The SCST documentation says to always start the LUN numbering at 0 for a target to be recognized, however, with our ESX hosts, we have another disk array on the same SAN with VMFS datastores. The other disk array also contains our boot disk which is LUN 0 -- by default the QLogic HBA BIOS looks for LUN 0 as the boot volume (you can set specific target(s) in the HBA BIOS settings). VMware ESX has “sparse LUN support” enabled by default, so the LUN numbers shouldn’t have to be sequential (it scans 0 to 255). We used a LUN number of 201 for the SSD volume and didn’t have any issues -- maybe other initiator types (Linux / Windows) need to start at 0?

In the above scstadmin commands, I used the ‘-set_grp_attr’ argument, it works, but it is not documented in the help output for the scstadmin command. It should be fixed in future versions.

· · · · · · ·

> **What you need to do**
a - Answer these from the SCST text, one line each:
(i) What LUN number was given to the SSD volume?
(ii) What range of LUN numbers does VMware ESX scan?
(iii) Which scstadmin argument works but is missing from the command's help output?
b - Rewrite the SCST text's paragraph beginning "The SCST documentation says" as a short bulleted list that keeps its main facts.
c - Does each statement agree with the SCST text? Answer yes or no and quote the deciding words.
(i) The QLogic HBA BIOS looks for LUN 0 as the boot volume by default.
(ii) Sparse LUN support has to be turned on manually in VMware ESX.
(iii) The scstadmin help output documents the ‘-set_grp_attr’ argument.

· · · · · · ·

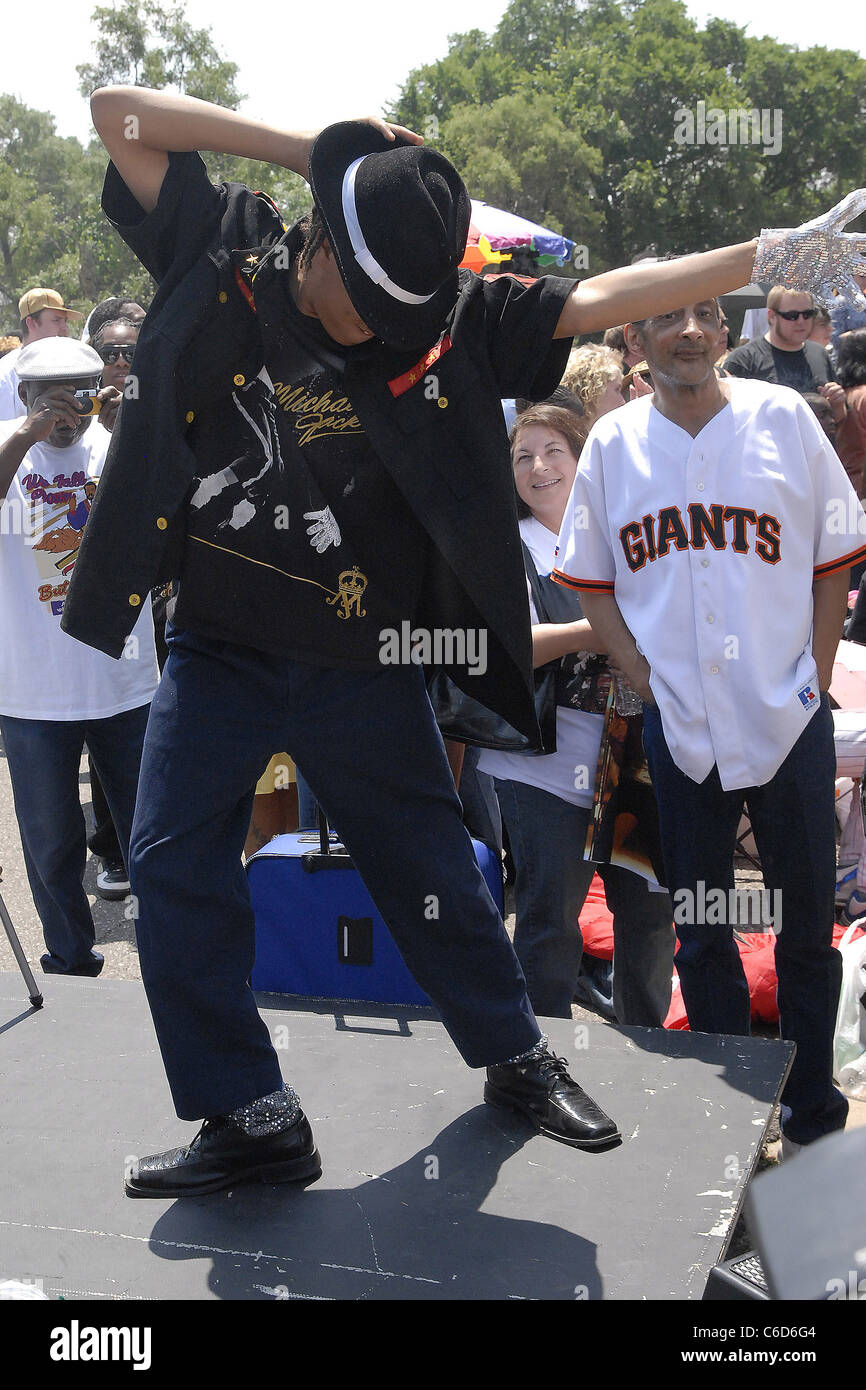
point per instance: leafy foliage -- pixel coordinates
(52, 227)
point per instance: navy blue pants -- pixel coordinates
(370, 749)
(43, 759)
(793, 819)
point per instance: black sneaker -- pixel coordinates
(541, 1089)
(113, 881)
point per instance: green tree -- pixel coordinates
(622, 75)
(52, 230)
(150, 45)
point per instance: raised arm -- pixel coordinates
(138, 127)
(620, 296)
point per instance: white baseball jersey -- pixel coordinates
(711, 546)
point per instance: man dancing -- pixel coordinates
(385, 367)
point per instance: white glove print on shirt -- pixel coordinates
(324, 530)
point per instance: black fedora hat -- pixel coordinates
(396, 217)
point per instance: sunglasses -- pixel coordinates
(111, 352)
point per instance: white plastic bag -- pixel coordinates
(850, 1037)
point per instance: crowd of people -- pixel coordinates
(666, 499)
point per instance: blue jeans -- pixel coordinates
(551, 883)
(793, 819)
(370, 749)
(43, 761)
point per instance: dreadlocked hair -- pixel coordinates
(314, 234)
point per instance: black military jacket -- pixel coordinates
(446, 452)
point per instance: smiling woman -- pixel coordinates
(546, 802)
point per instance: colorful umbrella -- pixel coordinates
(494, 234)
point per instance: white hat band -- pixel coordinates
(362, 252)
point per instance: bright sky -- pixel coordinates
(307, 64)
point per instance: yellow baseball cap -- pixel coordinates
(38, 299)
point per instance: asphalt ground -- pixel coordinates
(116, 931)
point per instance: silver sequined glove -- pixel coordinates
(818, 256)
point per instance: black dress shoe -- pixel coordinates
(541, 1089)
(89, 968)
(223, 1154)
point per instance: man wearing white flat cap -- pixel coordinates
(43, 314)
(56, 694)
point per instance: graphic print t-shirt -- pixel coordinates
(43, 672)
(305, 513)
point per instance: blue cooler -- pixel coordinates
(317, 930)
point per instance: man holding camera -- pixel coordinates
(56, 694)
(43, 314)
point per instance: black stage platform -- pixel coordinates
(427, 1193)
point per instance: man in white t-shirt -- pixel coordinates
(56, 694)
(43, 314)
(711, 531)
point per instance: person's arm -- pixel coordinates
(553, 640)
(619, 296)
(613, 637)
(139, 127)
(830, 605)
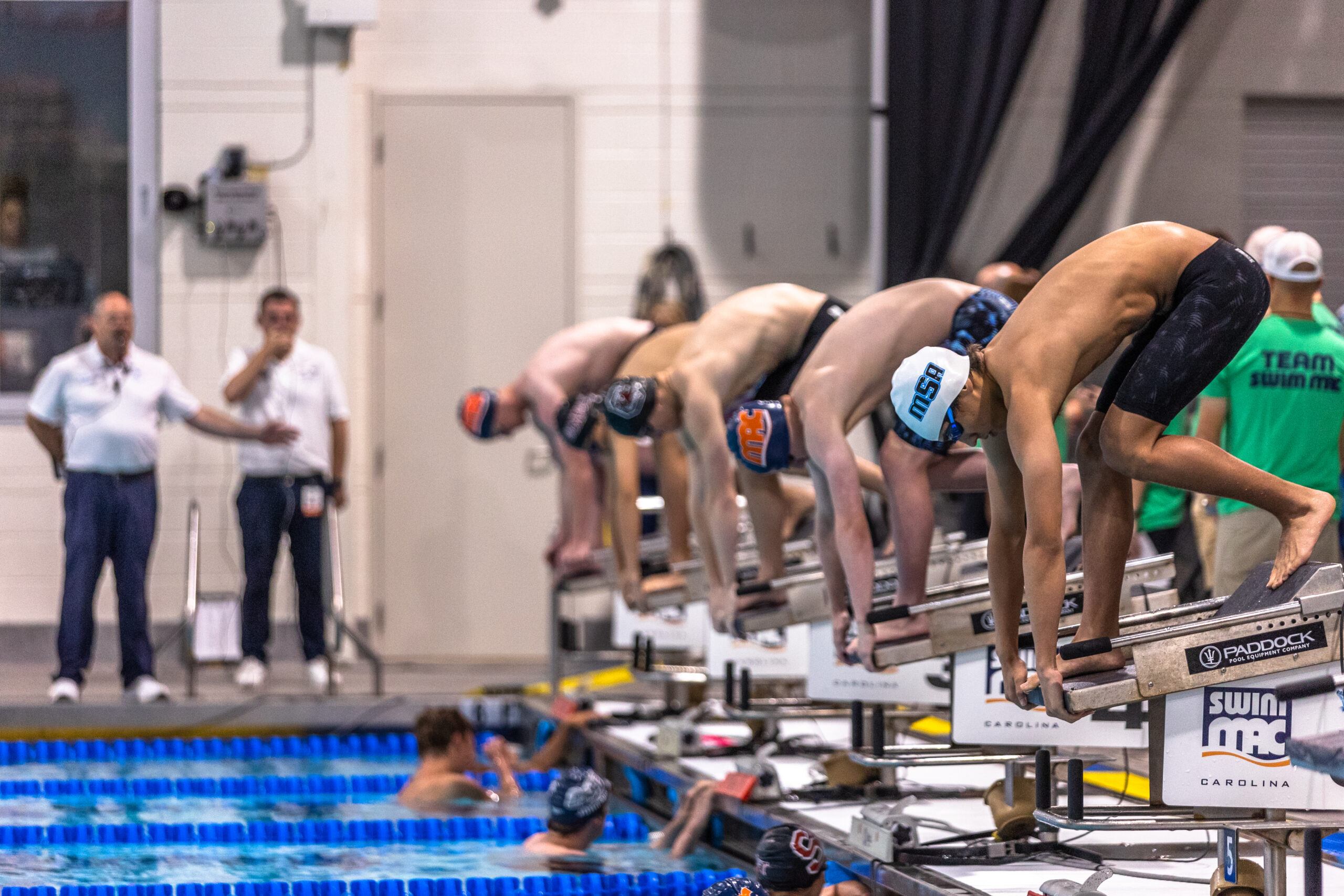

· · · · · · ·

> **Exercise solutions**
a -
(i) 201
(ii) 0 to 255
(iii) ‘-set_grp_attr’

b -
- SCST documentation says LUN numbering should start at 0 for a target to be recognized.
- The ESX hosts also use another disk array on the same SAN with VMFS datastores, and it holds the boot disk as LUN 0.
- By default the QLogic HBA BIOS looks for LUN 0 as the boot volume, though specific targets can be set in the HBA BIOS settings.
- VMware ESX has sparse LUN support enabled by default, so LUN numbers need not be sequential (it scans 0 to 255).
- The SSD volume was given LUN 201 with no issues; Linux or Windows initiators might need to start at 0.

c -
(i) Yes: "by default the QLogic HBA BIOS looks for LUN 0 as the boot volume"
(ii) No: "VMware ESX has “sparse LUN support” enabled by default"
(iii) No: "it is not documented in the help output for the scstadmin command"